● PROBLEM REQUIREMENTS
Would you print all of the entries exactly, please, but without their pictures?

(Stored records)
[Start of Attachment]

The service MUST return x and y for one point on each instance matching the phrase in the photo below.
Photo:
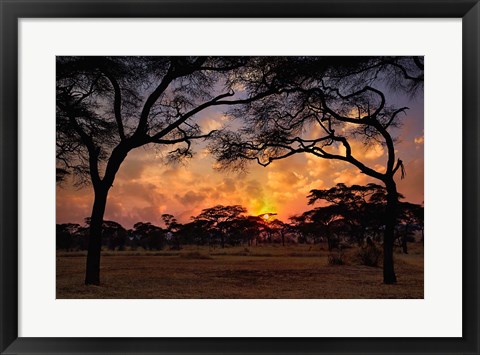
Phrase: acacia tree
(220, 219)
(324, 104)
(108, 106)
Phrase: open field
(272, 271)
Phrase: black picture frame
(11, 11)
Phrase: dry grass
(256, 272)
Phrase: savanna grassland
(268, 271)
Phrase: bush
(195, 255)
(336, 259)
(369, 255)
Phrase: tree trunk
(389, 276)
(92, 275)
(404, 240)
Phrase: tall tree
(108, 106)
(322, 105)
(220, 218)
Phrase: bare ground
(257, 272)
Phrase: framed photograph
(239, 177)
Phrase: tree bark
(389, 276)
(404, 240)
(101, 188)
(92, 275)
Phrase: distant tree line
(349, 215)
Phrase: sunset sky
(145, 187)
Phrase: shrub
(369, 255)
(336, 259)
(195, 255)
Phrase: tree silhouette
(108, 106)
(321, 106)
(219, 219)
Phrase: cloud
(191, 198)
(419, 140)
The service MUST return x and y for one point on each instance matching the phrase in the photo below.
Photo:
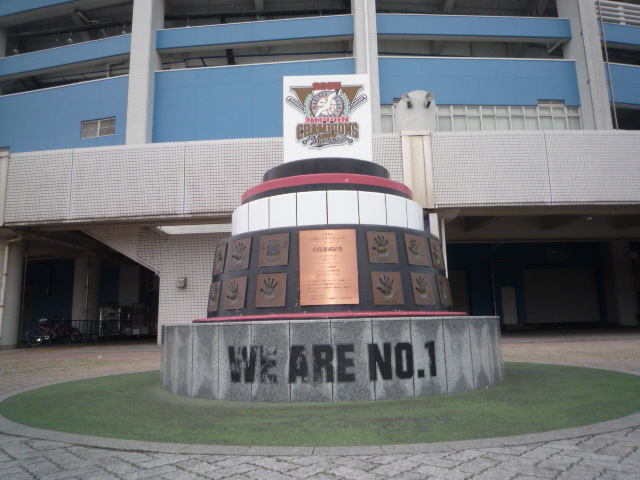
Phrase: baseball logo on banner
(327, 116)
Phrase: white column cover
(148, 17)
(365, 51)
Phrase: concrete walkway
(603, 451)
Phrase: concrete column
(148, 17)
(586, 50)
(365, 51)
(86, 292)
(12, 310)
(618, 284)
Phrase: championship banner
(327, 116)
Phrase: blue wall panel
(228, 102)
(251, 32)
(67, 55)
(50, 119)
(458, 25)
(625, 80)
(480, 81)
(623, 34)
(9, 7)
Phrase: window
(98, 128)
(548, 115)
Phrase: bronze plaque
(436, 253)
(328, 267)
(422, 287)
(416, 250)
(387, 288)
(214, 297)
(443, 289)
(382, 247)
(218, 262)
(274, 250)
(239, 253)
(271, 290)
(234, 291)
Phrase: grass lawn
(532, 398)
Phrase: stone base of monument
(332, 360)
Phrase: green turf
(532, 398)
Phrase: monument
(330, 287)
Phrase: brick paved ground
(611, 455)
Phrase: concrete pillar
(148, 17)
(86, 293)
(129, 285)
(616, 268)
(365, 51)
(586, 50)
(12, 310)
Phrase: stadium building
(130, 129)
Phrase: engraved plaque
(387, 288)
(234, 291)
(274, 250)
(443, 289)
(382, 247)
(328, 267)
(214, 297)
(271, 290)
(239, 252)
(218, 261)
(416, 250)
(422, 287)
(436, 253)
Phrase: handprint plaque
(235, 292)
(271, 290)
(382, 247)
(422, 287)
(387, 288)
(436, 253)
(239, 253)
(416, 250)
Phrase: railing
(618, 12)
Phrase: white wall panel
(489, 168)
(282, 210)
(415, 217)
(594, 167)
(396, 211)
(38, 186)
(372, 208)
(259, 214)
(218, 172)
(312, 208)
(342, 207)
(241, 219)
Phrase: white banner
(327, 116)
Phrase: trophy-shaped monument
(331, 287)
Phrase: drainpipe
(5, 268)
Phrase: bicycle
(43, 333)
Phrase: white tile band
(332, 207)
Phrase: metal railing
(618, 12)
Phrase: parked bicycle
(59, 330)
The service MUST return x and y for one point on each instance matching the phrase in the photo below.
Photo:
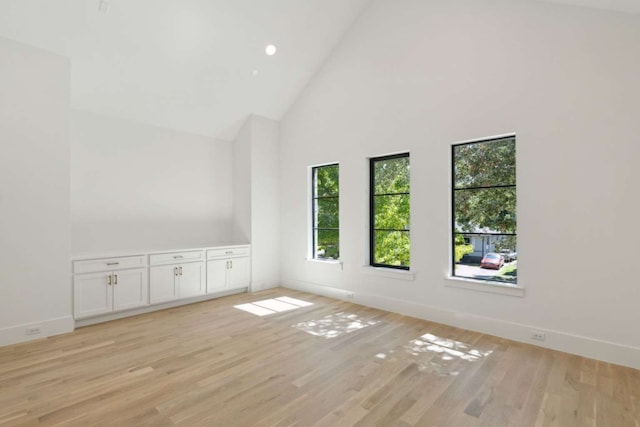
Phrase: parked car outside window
(492, 260)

[End of Attachment]

● PROBLEM SOLUTION
The service MUST return x and y for one point on each instance matching the phrase in the photo below.
Photo:
Phrase: acacia tree
(220, 219)
(324, 104)
(108, 106)
Phrase: open field
(272, 271)
Phrase: black picture frame
(11, 11)
Phrase: dry grass
(256, 272)
Phrase: savanna grassland
(268, 271)
Phrase: bush
(195, 255)
(336, 259)
(369, 255)
Phrase: tree trunk
(389, 276)
(92, 275)
(404, 240)
Phrase: tall tree
(108, 106)
(322, 105)
(220, 218)
Phrase: bare ground
(257, 272)
Phrase: framed photograph
(239, 177)
Phrase: tree bark
(389, 276)
(404, 240)
(101, 188)
(92, 275)
Phrase: distant tree line
(349, 215)
Phrase: sunset sky
(145, 187)
Phrase: shrub
(369, 255)
(336, 259)
(195, 255)
Phrase: tree silhouette
(108, 106)
(321, 106)
(219, 219)
Phrase: cloud
(191, 198)
(419, 140)
The service MUST return x and y for one point on each instance matching the phrase in the photo below.
Photo:
Phrase: baseball logo on banner
(327, 116)
Phrase: white column cover
(148, 17)
(365, 51)
Phrase: concrete walkway
(603, 451)
Phrase: concrete column
(148, 17)
(586, 50)
(365, 51)
(86, 292)
(12, 310)
(618, 284)
Phrase: championship banner
(327, 116)
Phrase: blue wall panel
(228, 102)
(251, 32)
(67, 55)
(50, 119)
(458, 25)
(625, 80)
(480, 81)
(623, 34)
(9, 7)
Phrase: window
(98, 128)
(548, 115)
Phrase: bronze plaque
(436, 253)
(328, 267)
(422, 287)
(416, 250)
(387, 288)
(214, 297)
(443, 289)
(382, 247)
(218, 262)
(274, 250)
(239, 253)
(271, 290)
(234, 291)
Phrase: grass lawn
(532, 398)
Phrase: stone base of monument
(332, 360)
Phrase: green turf
(532, 398)
Phrase: monument
(330, 287)
Phrase: brick paved ground
(611, 455)
Phrase: concrete pillar
(148, 17)
(86, 293)
(129, 285)
(616, 268)
(365, 51)
(586, 50)
(12, 310)
Phrase: stadium building
(130, 129)
Phrase: engraved plaque
(387, 288)
(234, 291)
(274, 250)
(443, 289)
(382, 247)
(328, 267)
(214, 297)
(271, 290)
(239, 252)
(218, 261)
(416, 250)
(422, 287)
(436, 253)
Phrase: handprint plaque
(235, 292)
(271, 290)
(382, 247)
(422, 287)
(387, 288)
(436, 253)
(239, 253)
(416, 250)
Phrase: railing
(618, 12)
Phrase: white wall panel
(489, 168)
(282, 210)
(415, 217)
(594, 167)
(396, 211)
(38, 186)
(372, 208)
(259, 214)
(218, 172)
(312, 208)
(342, 207)
(241, 219)
Phrase: white banner
(327, 116)
Phrase: trophy-shaped monument
(331, 287)
Phrase: drainpipe
(5, 268)
Phrase: bicycle
(43, 333)
Phrase: white tile band
(332, 207)
Phrase: metal railing
(618, 12)
Phrase: parked bicycle
(59, 330)
The service MUST return x and y for one point on each instance matching the phrase in the photo below.
Photo:
Phrase: parked car outside window
(492, 260)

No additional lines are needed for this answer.